__PROVIDED TEXT__
+--

Re: ECPG FETCH readahead

From: Boszormenyi Zoltan <zb(at)cybertec(dot)at>
To: Noah Misch <noah(at)leadboat(dot)com>
Cc: Michael Meskes <meskes(at)postgresql(dot)org>, PG Hackers <pgsql-hackers(at)postgresql(dot)org>, Robert Haas <robertmhaas(at)gmail(dot)com>, Heikki Linnakangas <heikki(dot)linnakangas(at)enterprisedb(dot)com>, Bruce Momjian <bruce(at)momjian(dot)us>
Subject: Re: ECPG FETCH readahead
Date: 2012-03-06 06:07:41
Message-ID: 4F55A9AD.6050600@cybertec.at
Views: Raw Message | Whole Thread | Download mbox | Resend email
Thread:
Lists: pgsql-hackers

2012-03-05 19:56 keltezéssel, Noah Misch írta:
>
> Having pondered the matter further, I now agree with Michael that the feature
> should stay disabled by default. See my response to him for rationale.
> Assuming that conclusion holds, we can recommended a higher value to users who
> enable the feature at all. Your former proposal of 256 seems fine.

OK.

>
>> BTW, the default disabled behaviour was to avoid "make check" breakage,
>> see below.
>>
>>> I would not offer
>>> an ecpg-time option to disable the feature per se. Instead, let the user set
>>> the default chunk size at ecpg time. A setting of 1 effectively disables the
>>> feature, though one could later re-enable it with ECPGFETCHSZ.
>> This means all code previously going through ECPGdo() would go through
>> ECPGopen()/ECPGfetch()/ECPGclose(). This is more intrusive and all
>> regression tests that were only testing certain features would also
>> test the readahead feature, too.
> It's a good sort of intrusiveness, reducing the likelihood of introducing bugs
> basically unrelated to readahead that happen to afflict only ECPGdo() or only
> the cursor.c interfaces. Let's indeed not have any preexisting test cases use
> readahead per se, but having them use the cursor.c interfaces anyway will
> build confidence in the new code. The churn in expected debug output isn't
> ideal, but I don't prefer the alternative of segmenting the implementation for
> the sake of the test cases.

I see.

>
>> Also, the test for WHERE CURRENT OF at ecpg time would have to be done
>> at runtime, possibly making previously working code fail if ECPGFETCHSZ is enabled.

+--

__DATA ROWS__
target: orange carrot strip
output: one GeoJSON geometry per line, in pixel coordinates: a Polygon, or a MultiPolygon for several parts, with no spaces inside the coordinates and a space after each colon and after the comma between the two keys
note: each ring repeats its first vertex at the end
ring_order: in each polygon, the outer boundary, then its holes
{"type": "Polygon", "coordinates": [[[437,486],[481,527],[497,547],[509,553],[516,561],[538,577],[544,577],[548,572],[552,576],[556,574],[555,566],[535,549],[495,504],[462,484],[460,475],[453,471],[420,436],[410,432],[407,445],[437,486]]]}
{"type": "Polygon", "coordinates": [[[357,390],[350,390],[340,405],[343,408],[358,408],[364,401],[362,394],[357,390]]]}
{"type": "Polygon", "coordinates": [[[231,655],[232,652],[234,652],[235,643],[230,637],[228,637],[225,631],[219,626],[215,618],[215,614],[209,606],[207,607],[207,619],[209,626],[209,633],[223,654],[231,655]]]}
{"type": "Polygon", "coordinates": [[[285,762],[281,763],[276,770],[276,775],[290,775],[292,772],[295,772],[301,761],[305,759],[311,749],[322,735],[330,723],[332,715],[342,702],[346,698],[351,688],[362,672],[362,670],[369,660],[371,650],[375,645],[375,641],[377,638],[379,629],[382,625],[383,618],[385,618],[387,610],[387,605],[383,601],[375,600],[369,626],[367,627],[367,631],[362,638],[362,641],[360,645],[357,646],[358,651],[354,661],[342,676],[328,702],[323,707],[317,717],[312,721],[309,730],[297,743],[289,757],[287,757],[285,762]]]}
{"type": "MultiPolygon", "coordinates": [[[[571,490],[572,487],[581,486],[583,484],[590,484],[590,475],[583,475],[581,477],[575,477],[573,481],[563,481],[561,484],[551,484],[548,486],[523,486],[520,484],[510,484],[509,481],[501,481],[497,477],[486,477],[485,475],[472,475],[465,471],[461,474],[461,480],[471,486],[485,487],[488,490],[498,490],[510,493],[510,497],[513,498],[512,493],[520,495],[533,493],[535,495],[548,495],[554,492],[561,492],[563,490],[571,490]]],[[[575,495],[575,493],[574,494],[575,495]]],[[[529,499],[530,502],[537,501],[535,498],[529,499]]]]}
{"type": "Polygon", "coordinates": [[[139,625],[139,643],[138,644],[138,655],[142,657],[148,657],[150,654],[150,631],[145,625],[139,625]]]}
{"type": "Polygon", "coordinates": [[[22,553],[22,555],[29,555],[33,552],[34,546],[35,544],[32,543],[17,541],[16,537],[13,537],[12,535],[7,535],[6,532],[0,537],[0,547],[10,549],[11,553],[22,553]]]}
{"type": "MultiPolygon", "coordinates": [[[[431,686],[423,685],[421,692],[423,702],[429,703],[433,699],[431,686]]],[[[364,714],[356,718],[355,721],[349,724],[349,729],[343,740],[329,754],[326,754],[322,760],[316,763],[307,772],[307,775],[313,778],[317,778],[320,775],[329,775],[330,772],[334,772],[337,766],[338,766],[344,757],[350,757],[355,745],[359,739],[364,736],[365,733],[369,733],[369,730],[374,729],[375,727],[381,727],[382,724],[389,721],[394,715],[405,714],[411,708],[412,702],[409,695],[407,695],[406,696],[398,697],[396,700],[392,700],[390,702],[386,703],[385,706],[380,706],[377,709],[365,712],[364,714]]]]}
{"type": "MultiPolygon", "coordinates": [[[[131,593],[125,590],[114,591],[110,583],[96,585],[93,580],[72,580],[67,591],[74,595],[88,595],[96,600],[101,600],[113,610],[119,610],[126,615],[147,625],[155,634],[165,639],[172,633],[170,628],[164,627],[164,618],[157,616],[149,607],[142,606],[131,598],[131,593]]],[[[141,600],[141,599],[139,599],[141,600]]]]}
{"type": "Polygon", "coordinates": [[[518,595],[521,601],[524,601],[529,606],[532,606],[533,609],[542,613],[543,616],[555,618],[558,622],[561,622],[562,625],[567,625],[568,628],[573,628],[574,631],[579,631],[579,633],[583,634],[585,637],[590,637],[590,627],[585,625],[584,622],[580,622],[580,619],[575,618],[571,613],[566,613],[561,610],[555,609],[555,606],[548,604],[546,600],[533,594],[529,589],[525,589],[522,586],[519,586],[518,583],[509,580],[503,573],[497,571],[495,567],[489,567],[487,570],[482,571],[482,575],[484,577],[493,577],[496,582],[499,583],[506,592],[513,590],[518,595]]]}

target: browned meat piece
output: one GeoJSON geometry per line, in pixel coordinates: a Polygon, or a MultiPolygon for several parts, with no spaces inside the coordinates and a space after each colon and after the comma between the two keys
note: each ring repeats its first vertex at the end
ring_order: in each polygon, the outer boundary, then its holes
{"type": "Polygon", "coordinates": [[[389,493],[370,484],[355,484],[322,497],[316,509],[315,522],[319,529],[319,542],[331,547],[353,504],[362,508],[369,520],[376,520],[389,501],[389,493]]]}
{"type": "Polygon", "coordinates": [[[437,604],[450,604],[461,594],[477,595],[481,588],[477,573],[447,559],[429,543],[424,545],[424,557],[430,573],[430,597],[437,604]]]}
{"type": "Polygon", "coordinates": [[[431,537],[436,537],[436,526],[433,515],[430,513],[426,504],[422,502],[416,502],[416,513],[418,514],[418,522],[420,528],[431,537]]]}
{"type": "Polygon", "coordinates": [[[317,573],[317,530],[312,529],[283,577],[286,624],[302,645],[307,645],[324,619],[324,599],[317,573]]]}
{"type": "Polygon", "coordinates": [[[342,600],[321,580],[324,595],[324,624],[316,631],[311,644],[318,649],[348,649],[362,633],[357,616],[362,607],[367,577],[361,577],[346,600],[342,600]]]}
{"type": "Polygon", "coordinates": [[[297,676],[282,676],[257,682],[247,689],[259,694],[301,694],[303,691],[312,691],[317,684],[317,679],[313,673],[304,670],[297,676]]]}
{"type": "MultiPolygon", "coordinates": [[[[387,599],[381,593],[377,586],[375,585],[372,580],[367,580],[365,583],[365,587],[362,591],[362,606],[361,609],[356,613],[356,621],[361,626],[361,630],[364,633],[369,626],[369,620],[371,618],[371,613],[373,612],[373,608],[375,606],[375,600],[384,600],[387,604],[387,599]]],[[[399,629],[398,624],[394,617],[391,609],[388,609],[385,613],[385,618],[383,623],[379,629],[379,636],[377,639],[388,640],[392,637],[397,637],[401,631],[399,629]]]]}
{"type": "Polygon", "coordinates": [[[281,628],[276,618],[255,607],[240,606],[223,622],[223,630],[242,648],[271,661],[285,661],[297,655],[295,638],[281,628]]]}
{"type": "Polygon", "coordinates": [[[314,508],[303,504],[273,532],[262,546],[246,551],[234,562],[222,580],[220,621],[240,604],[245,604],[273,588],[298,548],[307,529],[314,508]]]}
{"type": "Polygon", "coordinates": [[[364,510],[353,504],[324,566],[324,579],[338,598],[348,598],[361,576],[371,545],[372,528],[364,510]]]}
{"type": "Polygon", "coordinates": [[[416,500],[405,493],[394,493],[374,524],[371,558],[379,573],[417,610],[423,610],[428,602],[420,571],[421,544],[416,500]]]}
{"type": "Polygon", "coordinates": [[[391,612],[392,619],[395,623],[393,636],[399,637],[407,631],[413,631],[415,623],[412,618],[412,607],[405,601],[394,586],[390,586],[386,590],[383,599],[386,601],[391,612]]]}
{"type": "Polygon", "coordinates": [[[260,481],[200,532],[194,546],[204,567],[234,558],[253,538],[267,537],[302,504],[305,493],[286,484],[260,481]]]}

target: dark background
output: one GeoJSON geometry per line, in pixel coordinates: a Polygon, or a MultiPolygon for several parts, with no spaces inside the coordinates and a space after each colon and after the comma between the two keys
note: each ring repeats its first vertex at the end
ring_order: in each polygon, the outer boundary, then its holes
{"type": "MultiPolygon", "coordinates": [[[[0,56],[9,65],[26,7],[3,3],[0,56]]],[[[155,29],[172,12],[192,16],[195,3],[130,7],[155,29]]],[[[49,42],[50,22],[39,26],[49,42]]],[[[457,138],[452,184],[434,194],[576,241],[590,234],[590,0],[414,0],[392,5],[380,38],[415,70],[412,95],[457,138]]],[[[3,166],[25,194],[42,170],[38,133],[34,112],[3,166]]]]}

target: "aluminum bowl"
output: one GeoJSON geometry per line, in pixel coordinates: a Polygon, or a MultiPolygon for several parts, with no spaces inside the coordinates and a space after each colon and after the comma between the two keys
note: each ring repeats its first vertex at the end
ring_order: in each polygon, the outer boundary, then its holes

+--

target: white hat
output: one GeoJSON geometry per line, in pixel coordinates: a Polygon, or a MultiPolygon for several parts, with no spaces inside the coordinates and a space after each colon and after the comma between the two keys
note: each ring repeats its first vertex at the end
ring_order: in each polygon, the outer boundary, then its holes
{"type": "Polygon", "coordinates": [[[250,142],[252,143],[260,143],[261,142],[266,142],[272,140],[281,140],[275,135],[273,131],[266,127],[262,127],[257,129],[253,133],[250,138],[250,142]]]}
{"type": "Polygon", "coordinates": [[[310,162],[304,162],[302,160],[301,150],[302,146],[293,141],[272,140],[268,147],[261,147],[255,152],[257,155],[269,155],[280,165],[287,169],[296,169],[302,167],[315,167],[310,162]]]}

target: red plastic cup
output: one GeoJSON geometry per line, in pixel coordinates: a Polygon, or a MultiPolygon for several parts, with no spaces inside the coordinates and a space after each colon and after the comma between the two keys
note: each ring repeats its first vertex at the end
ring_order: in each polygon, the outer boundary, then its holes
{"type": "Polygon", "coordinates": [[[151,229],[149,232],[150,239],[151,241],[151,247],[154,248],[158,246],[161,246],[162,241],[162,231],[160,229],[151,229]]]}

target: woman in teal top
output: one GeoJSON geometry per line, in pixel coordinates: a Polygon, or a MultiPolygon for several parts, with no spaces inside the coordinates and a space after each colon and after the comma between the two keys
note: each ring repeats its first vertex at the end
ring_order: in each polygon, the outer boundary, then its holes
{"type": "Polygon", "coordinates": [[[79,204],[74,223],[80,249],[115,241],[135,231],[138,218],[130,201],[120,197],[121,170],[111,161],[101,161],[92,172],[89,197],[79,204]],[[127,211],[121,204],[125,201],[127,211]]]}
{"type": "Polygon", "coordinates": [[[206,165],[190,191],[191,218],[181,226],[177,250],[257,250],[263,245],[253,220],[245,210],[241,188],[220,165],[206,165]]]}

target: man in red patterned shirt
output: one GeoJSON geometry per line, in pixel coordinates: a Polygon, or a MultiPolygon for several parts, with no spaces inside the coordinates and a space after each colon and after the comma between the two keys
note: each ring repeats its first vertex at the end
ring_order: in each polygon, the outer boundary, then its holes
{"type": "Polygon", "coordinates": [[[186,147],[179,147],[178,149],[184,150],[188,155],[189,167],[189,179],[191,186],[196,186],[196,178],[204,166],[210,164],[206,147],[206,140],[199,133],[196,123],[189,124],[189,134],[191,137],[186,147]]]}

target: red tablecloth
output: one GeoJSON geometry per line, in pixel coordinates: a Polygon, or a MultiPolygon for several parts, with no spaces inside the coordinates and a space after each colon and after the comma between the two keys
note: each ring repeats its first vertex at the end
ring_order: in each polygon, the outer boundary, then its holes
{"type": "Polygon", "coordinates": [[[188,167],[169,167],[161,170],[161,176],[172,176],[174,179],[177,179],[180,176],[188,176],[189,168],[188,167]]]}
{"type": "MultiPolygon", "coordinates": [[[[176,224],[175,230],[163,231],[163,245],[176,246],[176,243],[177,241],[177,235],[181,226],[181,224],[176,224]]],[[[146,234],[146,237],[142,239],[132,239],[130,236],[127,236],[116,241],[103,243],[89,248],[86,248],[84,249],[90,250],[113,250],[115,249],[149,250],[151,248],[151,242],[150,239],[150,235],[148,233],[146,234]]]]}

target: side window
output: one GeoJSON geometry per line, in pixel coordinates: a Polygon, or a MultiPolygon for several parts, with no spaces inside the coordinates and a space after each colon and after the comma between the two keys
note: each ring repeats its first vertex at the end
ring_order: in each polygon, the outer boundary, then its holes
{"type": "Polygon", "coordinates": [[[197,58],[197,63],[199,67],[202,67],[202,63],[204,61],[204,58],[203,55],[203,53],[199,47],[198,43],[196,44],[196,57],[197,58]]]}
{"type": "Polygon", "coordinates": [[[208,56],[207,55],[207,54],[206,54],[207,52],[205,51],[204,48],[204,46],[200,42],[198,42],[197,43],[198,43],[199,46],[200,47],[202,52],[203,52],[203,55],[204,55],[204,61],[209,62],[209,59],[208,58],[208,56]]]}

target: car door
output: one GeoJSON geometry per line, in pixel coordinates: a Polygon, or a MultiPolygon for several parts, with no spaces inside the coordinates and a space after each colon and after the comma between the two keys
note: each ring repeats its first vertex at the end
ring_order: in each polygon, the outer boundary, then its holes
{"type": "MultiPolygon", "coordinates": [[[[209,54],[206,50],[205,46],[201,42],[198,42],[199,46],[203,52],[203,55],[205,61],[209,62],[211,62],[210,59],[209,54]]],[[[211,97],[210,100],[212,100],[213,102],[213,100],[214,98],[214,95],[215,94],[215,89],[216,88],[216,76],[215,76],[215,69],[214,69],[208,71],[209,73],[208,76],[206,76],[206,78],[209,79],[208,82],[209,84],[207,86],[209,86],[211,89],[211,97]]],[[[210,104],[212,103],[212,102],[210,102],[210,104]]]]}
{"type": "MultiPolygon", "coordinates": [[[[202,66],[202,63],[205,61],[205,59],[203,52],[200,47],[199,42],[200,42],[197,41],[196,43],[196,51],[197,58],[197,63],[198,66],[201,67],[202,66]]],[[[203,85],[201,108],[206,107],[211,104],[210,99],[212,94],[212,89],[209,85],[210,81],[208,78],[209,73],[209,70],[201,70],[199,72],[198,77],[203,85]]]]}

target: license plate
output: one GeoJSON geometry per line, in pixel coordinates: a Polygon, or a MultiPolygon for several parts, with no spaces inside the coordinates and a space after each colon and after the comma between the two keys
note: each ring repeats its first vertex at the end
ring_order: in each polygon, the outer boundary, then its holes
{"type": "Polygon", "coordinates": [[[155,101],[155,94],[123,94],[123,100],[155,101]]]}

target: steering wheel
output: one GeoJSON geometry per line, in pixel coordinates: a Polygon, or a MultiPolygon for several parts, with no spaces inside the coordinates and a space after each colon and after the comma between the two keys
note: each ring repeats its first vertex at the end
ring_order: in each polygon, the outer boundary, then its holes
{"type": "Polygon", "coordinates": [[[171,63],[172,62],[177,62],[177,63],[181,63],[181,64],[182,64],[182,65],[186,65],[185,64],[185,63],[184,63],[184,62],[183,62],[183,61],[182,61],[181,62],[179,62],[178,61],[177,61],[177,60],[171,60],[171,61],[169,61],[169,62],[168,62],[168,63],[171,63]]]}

+--

__GIVEN INSTRUCTION__
In the ECPG readahead thread, what value does Noah Misch say seems fine to recommend to users who enable the feature?

__SOLVED EXERCISE__
256